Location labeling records
○ ○ ○

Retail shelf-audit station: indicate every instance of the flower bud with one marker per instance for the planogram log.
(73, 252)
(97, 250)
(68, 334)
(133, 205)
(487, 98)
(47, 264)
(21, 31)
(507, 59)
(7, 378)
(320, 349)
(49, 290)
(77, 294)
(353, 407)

○ ○ ○

To do
Can you rewrite the material with "flower bud" renamed to "blossom" and everything else left unchanged?

Exercise solution
Retail shelf-audit station: indicate every instance of the blossom with one marker per instance for the planogram log.
(73, 252)
(97, 250)
(68, 334)
(133, 205)
(487, 98)
(47, 264)
(21, 31)
(507, 59)
(7, 378)
(320, 349)
(49, 290)
(77, 294)
(353, 407)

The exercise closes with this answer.